** start DATASET CONTENT **

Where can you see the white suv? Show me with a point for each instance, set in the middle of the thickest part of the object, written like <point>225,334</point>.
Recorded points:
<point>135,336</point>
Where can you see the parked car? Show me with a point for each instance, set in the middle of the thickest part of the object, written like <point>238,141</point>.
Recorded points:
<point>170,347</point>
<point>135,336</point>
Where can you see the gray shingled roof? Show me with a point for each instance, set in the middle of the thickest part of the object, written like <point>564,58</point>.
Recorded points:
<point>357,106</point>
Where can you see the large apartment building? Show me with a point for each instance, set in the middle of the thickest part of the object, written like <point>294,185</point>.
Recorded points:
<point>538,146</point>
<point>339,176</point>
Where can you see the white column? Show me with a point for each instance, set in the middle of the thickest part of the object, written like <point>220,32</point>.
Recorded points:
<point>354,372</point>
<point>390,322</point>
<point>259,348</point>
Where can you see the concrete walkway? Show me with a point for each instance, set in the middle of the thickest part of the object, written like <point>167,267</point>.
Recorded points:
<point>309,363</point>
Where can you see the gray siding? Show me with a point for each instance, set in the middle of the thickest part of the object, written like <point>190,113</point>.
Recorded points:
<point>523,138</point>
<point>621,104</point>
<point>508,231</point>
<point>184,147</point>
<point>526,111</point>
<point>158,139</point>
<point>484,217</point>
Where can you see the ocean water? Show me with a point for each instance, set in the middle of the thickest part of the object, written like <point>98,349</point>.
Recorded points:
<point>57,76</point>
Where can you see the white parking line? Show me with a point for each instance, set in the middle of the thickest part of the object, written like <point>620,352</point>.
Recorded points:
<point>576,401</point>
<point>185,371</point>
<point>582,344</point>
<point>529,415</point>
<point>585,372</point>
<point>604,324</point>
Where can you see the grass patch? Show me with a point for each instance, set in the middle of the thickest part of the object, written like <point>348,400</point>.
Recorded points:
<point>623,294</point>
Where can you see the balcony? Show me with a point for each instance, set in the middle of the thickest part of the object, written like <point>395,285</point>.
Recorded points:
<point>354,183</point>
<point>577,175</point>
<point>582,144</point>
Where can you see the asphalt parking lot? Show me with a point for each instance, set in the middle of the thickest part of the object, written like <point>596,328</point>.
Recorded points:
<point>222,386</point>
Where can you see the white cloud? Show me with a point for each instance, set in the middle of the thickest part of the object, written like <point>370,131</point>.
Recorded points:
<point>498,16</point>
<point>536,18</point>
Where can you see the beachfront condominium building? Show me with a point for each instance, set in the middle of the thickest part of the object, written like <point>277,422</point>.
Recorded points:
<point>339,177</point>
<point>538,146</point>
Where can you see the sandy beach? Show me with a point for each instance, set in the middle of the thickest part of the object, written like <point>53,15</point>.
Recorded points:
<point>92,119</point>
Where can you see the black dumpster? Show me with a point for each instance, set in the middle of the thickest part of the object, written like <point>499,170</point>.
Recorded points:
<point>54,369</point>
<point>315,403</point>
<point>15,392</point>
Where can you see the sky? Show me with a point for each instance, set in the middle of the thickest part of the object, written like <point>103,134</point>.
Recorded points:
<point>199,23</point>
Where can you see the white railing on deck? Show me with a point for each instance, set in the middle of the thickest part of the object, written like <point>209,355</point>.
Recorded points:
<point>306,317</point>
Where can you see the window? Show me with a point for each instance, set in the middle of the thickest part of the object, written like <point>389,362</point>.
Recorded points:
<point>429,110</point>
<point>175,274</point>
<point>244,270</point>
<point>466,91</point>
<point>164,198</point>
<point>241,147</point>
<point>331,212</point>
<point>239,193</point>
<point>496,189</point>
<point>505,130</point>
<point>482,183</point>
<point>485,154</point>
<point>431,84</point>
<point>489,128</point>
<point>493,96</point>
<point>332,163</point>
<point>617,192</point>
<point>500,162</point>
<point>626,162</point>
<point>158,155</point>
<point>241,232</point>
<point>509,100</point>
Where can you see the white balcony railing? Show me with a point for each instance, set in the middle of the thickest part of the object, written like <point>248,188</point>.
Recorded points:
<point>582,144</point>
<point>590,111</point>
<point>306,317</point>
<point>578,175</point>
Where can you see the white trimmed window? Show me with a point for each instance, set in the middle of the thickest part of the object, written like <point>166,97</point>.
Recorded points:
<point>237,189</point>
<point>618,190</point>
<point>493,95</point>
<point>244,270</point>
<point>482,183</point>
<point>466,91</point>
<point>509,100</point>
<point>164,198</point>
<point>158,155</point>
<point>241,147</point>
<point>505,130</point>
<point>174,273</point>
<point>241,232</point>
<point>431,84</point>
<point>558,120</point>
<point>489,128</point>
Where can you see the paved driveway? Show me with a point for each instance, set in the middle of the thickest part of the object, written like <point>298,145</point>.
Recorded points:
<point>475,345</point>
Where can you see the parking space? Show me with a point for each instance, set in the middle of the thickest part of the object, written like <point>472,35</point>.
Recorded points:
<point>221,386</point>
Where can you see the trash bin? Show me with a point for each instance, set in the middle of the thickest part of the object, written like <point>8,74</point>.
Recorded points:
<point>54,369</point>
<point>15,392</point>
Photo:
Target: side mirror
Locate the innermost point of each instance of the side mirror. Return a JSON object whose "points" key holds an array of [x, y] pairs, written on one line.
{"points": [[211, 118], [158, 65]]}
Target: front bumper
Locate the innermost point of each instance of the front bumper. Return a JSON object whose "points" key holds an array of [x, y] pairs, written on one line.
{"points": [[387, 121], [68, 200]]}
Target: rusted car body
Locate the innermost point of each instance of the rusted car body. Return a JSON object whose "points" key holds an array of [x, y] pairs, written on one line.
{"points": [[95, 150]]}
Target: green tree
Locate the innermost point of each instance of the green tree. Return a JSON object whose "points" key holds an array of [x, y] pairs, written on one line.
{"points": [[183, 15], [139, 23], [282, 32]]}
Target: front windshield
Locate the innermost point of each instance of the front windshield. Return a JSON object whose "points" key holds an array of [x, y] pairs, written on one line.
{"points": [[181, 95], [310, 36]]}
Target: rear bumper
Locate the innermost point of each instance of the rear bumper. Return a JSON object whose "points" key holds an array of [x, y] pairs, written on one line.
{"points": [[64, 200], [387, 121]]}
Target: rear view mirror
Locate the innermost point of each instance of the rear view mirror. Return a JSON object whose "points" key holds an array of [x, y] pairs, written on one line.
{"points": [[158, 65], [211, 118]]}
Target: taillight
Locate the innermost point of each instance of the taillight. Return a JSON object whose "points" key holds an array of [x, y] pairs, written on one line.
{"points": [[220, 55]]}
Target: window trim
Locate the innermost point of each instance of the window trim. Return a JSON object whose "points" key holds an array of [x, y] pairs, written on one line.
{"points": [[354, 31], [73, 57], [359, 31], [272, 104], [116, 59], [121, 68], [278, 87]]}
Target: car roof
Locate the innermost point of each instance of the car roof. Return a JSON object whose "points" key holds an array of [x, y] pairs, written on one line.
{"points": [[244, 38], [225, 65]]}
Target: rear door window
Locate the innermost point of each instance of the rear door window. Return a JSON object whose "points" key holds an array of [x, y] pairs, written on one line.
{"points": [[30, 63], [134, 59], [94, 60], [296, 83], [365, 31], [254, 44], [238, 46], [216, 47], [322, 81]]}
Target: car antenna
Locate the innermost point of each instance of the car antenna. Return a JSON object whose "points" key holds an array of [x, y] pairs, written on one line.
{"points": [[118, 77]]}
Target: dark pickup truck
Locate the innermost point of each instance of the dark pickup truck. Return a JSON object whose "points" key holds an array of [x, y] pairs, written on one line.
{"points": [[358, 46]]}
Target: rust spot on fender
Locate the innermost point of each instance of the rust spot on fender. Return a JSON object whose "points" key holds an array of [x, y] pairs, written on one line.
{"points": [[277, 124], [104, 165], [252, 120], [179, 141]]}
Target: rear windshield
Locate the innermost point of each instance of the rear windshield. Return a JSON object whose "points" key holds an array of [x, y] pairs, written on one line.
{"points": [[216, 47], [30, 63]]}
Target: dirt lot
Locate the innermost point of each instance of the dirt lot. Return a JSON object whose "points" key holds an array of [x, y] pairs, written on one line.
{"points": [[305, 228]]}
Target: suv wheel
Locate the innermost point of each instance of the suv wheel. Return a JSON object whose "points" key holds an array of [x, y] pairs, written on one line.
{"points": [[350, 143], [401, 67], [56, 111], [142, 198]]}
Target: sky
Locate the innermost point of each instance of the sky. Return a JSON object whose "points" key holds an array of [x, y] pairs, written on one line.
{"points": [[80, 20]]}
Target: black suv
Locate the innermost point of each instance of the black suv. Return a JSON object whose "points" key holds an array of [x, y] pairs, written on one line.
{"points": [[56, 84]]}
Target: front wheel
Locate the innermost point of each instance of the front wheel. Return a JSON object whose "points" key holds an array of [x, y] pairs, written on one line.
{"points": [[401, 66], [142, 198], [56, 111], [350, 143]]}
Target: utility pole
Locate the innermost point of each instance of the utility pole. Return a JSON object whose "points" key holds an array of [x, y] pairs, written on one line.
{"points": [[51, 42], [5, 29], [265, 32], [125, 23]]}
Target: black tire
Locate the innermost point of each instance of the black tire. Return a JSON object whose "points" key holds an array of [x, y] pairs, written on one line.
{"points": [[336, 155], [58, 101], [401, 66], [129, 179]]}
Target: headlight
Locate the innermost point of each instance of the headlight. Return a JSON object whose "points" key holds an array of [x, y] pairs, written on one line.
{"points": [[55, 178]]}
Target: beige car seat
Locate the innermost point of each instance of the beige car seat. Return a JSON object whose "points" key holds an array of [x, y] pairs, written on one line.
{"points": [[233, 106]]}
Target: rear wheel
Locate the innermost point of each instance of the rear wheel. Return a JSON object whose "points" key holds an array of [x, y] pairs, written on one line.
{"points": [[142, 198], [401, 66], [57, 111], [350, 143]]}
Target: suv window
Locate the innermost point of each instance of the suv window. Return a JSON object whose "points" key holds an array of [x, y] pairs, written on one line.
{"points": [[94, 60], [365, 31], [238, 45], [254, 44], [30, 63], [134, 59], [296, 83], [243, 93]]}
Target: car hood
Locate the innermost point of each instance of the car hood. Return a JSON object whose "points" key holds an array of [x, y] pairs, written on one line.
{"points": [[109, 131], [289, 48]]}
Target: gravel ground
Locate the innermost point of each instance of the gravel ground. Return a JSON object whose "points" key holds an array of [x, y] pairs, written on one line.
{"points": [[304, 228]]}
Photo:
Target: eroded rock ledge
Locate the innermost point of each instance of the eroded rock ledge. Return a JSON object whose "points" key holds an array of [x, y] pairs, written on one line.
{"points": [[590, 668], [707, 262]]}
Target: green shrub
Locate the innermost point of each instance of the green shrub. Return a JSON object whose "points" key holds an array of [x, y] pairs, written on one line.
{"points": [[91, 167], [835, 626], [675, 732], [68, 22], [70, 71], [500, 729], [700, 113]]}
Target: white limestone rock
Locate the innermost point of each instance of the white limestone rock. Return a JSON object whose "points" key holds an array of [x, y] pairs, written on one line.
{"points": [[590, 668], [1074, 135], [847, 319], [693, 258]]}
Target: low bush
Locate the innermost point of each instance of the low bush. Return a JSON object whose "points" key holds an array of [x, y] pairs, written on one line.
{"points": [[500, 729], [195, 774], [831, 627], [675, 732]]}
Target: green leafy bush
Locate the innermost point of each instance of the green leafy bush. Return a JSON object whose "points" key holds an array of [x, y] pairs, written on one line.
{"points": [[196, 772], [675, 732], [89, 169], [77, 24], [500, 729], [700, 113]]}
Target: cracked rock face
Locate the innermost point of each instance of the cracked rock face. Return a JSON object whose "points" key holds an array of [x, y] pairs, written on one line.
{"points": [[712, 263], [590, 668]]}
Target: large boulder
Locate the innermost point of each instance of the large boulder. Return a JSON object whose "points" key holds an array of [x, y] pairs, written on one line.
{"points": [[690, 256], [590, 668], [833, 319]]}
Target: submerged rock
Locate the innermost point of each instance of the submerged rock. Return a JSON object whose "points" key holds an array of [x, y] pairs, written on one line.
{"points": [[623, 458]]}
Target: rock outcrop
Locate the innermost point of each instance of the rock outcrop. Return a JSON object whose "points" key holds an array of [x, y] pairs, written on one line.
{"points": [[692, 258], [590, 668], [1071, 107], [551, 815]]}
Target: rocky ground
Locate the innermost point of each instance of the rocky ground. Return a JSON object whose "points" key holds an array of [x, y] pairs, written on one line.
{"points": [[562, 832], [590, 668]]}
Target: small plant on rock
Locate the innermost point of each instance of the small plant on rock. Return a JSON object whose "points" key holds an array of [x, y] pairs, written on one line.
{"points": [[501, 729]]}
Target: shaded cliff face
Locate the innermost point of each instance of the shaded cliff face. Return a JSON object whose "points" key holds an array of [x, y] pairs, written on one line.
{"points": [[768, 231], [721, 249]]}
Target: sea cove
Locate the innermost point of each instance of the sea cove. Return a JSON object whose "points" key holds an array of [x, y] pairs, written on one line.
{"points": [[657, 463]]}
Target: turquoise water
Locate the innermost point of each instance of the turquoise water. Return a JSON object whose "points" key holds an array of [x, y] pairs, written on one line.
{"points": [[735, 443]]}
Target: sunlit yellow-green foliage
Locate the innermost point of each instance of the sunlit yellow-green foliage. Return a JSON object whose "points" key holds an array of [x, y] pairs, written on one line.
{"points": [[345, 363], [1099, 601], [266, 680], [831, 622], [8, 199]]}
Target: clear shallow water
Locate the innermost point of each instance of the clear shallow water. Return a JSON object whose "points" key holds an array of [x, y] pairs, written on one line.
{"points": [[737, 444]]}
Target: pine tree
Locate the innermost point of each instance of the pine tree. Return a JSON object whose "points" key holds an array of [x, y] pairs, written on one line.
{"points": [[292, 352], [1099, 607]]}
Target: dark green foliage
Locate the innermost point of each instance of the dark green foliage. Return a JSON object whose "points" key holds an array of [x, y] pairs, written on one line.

** end DATASET CONTENT **

▶ **WHAT THE TASK ASKS**
Please reproduce the listing above without any changes, starting with the line that contains "Where can you see the large" and going on through the line that contains "<point>339,176</point>".

▶ **REPLY TO THE EXERCISE**
Where can you see the large apartment building? Show me with a point for each instance, set in the middle of the thickest part of the object, written like <point>294,185</point>.
Recorded points:
<point>538,146</point>
<point>339,176</point>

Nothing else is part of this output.